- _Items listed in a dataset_

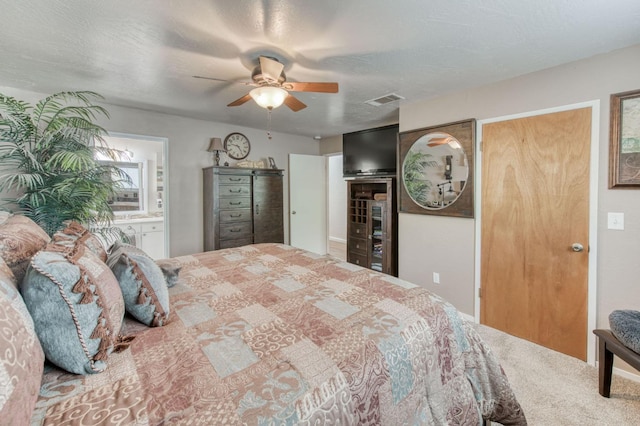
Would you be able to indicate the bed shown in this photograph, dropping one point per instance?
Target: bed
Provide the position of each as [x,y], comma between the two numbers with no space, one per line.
[265,334]
[271,334]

- _Work required_
Convert each line of the material above into a JSON list of strings, one string per line, skipping blank lines and leaving out the pictures.

- _Task answer_
[
  "Would you be able to indicate the bed shown in this photograph, dropping one point per instance?",
  "Target: bed",
  "Provide the position of each as [x,y], comma between the two numbers with no space, one per line.",
  "[265,334]",
  "[271,334]"
]